Page excerpt:
* Begin *

Patchwork [U-Boot] arm: fix memory coherency problem after relocation

login
register
mail settings
Submitter Mike Dunn
Date June 17, 2013, 6:07 p.m.
Message ID <1371492435-14330-1-git-send-email-mikedunn@newsguy.com>
Download mbox | patch
Permalink /patch/252031/
State Superseded
Delegated to: Albert ARIBAUD
Headers show

Comments

Mike Dunn - June 17, 2013, 6:07 p.m.
On the xscale, the icache must be invalidated and the write buffers drained
after writing code over the data bus, even if the caches are disabled.  After
rebasing with the main git repository, u-boot began crashing in odd places on my
pxa270 board (palmtreo680) after the code relocation routine ran.  This patch
fixes it.  Cache coherency problems are often hit-and-miss (ha ha), and this
latent problem didn't rear its ugly head until now.  Tested on the pxa270.

Signed-off-by: Mike Dunn <mikedunn@newsguy.com>
---

I realize that __ARM_ARCH_5TE__ does not necessarily mean xscale.  But how else
to test for pxa2xx/ixp in an assembly file?  I wouldn't expect any ill effects
on a non-xscale v5te because these CP15 operations are defined the same way in
the ARM Architecture Reference Manual for v5 cores, but unfortunately I only
have a pxa270 xscale to test on.

I experienced this same problem a couple years ago when I was getting OpenOCD
working on the xscale.  Often software breakpoints (replacing an instruction
with the 'bkpt' instruction) would fail unless this operation was performed
after replacing the instruction, even with caches off.  The following two
paragraphs are cut from section 4.2.7 of the xscale core developer's manual...

If the instruction cache is not enabled, or code is being written to a
non-cacheable region, software must still invalidate the instruction cache
before using the newly-written code. This precaution ensures that state
associated with the new code is not buffered elsewhere in the processor, such as
the fetch buffers or the BTB.

Naturally, when writing code as data, care must be taken to force it completely
out of the processor into external memory before attempting to execute it. If
writing into a non-cacheable region, flushing the write buffers is sufficient
precaution (see Section 7.2.8 for a description of this

 arch/arm/lib/relocate.S |   10 ++++++++++
 1 files changed, 10 insertions(+), 0 deletions(-)
Marek Vasut - June 20, 2013, 1:56 p.m.
Dear Mike Dunn,

> On the xscale, the icache must be invalidated and the write buffers drained
> after writing code over the data bus, even if the caches are disabled.

* End *

Task to carry out:
Please copy the U-Boot patch discussion from "I experienced this" to "or the BTB.", substituting "I-cache" for "instruction cache".

Pointing dataset excerpts:
* Begin *

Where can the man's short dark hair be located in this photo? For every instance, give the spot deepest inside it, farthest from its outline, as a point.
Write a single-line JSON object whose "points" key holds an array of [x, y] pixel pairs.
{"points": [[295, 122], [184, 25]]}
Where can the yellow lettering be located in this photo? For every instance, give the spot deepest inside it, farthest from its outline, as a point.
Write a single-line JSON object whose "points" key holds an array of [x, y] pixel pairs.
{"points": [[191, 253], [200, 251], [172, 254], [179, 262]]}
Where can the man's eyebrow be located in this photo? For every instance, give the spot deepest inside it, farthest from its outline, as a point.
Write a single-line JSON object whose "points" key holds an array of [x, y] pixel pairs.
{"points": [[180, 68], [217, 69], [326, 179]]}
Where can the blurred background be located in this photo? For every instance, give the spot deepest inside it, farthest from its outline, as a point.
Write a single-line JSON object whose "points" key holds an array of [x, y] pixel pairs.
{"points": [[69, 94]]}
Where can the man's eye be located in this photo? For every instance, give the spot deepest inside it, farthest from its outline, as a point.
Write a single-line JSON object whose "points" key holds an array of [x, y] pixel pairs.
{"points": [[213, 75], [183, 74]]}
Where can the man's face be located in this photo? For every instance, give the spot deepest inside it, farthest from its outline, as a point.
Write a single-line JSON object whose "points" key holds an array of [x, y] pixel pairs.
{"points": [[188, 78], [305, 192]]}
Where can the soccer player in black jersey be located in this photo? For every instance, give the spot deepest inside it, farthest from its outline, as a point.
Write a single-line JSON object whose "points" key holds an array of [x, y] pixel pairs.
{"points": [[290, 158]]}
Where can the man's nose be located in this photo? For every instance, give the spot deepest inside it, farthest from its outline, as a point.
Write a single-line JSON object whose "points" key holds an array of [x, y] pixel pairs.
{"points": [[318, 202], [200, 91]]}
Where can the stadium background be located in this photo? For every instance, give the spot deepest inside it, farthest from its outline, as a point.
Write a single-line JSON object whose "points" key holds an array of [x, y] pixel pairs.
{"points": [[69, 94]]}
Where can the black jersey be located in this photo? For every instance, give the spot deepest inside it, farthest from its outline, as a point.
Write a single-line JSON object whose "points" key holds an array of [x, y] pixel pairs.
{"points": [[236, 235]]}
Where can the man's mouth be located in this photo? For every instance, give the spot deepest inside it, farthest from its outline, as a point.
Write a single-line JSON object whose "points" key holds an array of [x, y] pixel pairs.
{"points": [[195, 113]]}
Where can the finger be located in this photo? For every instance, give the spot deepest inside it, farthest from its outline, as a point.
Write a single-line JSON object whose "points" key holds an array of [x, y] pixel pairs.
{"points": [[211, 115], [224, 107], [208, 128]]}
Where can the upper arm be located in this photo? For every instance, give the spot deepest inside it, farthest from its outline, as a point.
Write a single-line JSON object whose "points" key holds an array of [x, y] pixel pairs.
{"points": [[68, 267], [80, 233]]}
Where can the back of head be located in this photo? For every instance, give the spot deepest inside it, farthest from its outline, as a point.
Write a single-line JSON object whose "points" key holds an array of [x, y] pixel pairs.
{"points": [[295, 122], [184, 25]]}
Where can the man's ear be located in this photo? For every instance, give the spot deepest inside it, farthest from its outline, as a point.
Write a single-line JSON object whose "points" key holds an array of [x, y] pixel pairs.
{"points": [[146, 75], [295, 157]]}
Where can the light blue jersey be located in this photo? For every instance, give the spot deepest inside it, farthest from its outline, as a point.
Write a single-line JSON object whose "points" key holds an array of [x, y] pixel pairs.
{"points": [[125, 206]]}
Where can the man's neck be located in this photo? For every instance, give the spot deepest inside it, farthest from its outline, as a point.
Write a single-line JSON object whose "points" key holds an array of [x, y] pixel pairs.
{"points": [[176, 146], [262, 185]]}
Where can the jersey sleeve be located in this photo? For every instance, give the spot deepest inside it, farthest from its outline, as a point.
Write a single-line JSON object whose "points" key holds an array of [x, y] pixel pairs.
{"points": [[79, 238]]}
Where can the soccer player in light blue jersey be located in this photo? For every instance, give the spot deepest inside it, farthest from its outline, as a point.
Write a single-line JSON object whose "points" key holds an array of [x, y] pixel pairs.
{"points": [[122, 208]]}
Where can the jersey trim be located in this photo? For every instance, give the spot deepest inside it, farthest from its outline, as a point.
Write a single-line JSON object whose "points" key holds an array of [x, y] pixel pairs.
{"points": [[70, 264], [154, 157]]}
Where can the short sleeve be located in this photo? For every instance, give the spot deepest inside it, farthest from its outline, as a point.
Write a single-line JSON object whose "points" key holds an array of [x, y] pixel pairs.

* End *

The answer:
I experienced this same problem a couple years ago when I was getting OpenOCD
working on the xscale.  Often software breakpoints (replacing an instruction
with the 'bkpt' instruction) would fail unless this operation was performed
after replacing the instruction, even with caches off.  The following two
paragraphs are cut from section 4.2.7 of the xscale core developer's manual...

If the I-cache is not enabled, or code is being written to a
non-cacheable region, software must still invalidate the I-cache
before using the newly-written code. This precaution ensures that state
associated with the new code is not buffered elsewhere in the processor, such as
the fetch buffers or the BTB.